WHAT THE TASK ASKS >> Pull out every line of the entries below that contains the string "holding". Copy each one in full.
[start WORKING DATA]
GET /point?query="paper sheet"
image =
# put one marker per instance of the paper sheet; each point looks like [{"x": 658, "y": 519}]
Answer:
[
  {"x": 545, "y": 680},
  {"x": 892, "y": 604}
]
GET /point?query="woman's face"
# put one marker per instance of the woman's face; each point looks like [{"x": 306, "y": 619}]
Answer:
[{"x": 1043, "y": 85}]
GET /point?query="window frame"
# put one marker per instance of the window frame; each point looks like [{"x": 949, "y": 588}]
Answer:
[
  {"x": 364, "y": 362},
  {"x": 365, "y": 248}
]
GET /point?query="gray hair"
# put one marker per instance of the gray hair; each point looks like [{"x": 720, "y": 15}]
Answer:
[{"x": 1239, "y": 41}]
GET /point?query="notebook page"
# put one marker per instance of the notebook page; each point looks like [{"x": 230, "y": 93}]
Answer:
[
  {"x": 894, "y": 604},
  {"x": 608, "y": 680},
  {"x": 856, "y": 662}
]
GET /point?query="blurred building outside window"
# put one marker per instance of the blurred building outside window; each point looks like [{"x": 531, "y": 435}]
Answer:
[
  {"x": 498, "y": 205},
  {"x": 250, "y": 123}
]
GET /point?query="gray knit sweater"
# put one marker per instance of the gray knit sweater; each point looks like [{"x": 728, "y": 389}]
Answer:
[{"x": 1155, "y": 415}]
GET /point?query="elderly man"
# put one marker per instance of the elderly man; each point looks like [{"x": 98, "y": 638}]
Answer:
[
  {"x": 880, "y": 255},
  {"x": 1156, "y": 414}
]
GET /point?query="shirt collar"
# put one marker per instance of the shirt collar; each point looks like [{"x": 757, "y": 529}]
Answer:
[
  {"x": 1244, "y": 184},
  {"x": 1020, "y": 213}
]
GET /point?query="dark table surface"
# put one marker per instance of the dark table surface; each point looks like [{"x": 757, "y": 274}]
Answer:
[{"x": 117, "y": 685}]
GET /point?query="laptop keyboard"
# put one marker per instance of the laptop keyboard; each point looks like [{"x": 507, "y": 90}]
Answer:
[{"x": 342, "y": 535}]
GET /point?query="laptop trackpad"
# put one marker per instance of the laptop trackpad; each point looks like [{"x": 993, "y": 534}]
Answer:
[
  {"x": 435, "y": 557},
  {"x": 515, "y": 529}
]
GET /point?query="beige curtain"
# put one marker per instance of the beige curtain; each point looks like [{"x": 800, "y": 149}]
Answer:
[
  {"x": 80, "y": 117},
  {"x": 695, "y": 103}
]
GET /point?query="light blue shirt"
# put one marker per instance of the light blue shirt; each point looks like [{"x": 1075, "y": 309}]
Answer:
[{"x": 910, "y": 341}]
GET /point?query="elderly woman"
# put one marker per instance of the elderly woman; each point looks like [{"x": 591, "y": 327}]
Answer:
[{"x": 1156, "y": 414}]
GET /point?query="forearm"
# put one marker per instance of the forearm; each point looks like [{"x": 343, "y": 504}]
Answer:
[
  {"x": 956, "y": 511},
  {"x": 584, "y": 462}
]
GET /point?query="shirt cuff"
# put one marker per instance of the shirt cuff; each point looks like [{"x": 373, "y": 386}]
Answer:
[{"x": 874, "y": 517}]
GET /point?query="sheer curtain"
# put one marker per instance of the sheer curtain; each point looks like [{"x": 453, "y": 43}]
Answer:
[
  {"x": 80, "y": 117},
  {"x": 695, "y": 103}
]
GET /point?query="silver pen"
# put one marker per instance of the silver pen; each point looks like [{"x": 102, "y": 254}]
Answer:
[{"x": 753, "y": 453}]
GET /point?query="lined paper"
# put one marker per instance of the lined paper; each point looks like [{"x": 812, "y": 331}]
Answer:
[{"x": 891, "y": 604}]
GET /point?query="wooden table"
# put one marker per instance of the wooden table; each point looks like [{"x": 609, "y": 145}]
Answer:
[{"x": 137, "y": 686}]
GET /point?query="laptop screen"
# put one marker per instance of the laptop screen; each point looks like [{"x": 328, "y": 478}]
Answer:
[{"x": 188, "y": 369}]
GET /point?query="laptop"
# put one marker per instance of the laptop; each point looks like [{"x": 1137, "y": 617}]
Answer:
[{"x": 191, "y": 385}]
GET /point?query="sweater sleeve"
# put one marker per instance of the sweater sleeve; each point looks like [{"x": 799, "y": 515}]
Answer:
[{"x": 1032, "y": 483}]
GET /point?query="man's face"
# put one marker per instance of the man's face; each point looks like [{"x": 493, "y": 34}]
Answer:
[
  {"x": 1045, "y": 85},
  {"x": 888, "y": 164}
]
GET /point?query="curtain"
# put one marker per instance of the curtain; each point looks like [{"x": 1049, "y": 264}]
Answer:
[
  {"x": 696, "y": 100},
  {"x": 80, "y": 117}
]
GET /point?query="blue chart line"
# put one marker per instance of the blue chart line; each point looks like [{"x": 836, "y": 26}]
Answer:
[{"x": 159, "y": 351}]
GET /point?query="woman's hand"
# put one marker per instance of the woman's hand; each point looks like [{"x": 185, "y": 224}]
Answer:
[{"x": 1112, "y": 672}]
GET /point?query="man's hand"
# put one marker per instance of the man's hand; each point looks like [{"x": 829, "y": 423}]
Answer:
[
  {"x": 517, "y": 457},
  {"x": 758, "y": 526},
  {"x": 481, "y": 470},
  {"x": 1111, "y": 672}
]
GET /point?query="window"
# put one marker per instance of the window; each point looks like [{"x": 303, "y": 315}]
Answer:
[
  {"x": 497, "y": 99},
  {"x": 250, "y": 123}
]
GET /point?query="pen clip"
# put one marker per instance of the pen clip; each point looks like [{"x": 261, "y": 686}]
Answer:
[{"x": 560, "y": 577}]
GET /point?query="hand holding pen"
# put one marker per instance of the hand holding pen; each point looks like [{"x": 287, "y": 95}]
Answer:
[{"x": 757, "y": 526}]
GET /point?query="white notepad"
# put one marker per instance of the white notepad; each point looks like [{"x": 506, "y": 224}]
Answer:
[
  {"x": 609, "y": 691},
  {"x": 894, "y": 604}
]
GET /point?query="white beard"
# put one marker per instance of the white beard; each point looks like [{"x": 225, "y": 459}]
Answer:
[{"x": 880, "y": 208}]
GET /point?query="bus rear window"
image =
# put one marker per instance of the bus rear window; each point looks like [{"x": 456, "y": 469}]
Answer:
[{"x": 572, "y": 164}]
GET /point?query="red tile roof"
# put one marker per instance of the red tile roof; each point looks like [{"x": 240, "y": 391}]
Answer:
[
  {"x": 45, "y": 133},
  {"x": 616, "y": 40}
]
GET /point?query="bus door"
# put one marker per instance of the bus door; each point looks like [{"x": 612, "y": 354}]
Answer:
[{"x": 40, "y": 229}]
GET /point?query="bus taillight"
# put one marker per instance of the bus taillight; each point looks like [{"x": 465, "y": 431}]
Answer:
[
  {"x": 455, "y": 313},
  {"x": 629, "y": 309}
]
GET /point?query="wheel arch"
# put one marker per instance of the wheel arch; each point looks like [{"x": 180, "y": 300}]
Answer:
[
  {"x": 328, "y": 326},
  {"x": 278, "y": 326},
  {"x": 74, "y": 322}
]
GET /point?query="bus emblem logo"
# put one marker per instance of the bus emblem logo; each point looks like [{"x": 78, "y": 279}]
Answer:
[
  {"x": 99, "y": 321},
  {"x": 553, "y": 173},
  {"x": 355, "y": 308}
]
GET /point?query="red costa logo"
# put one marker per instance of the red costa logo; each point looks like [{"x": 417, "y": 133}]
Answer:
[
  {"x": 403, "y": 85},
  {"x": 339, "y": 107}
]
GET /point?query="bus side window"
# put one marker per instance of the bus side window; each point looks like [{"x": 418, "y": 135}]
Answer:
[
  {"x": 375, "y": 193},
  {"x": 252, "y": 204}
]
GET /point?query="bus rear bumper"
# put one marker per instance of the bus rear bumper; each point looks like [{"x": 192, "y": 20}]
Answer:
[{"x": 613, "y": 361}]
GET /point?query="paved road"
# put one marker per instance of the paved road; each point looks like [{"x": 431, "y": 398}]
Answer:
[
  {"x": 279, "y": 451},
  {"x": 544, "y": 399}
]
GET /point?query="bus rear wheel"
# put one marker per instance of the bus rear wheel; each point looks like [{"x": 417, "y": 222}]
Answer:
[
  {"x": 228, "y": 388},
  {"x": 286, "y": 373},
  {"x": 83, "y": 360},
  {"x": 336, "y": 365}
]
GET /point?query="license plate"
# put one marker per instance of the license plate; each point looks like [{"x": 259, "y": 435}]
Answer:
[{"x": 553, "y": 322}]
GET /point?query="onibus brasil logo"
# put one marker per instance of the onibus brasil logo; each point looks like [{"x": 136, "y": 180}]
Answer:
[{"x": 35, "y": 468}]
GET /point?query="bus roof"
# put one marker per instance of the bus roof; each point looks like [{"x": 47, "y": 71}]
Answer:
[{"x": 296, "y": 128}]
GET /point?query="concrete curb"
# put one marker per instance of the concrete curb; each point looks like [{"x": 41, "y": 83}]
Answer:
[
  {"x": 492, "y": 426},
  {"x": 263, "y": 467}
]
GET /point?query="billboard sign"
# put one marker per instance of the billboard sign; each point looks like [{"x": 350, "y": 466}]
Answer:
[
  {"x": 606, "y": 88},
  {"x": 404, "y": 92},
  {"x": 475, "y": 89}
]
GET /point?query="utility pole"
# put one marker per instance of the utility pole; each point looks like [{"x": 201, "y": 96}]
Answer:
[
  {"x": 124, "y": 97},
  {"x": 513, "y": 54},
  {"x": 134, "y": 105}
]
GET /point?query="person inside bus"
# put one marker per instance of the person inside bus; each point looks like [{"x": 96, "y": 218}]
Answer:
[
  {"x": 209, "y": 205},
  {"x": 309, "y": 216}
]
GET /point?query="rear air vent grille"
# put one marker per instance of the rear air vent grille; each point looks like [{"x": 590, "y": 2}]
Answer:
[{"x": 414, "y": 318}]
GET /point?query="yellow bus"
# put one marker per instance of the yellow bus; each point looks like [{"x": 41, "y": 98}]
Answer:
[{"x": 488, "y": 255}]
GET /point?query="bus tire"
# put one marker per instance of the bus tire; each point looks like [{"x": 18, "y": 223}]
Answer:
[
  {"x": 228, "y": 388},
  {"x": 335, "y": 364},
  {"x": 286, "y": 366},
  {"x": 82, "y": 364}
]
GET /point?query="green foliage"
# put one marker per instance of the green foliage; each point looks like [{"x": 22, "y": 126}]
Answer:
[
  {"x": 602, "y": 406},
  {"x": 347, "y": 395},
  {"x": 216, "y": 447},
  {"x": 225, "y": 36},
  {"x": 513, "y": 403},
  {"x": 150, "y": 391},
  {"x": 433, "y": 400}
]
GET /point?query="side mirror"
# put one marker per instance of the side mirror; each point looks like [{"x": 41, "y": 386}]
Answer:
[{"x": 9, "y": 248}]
[end WORKING DATA]
THE OUTPUT >>
GET /point?query="hand holding pen"
# put one marker per instance of the hand holding pen; each point looks like [{"x": 287, "y": 95}]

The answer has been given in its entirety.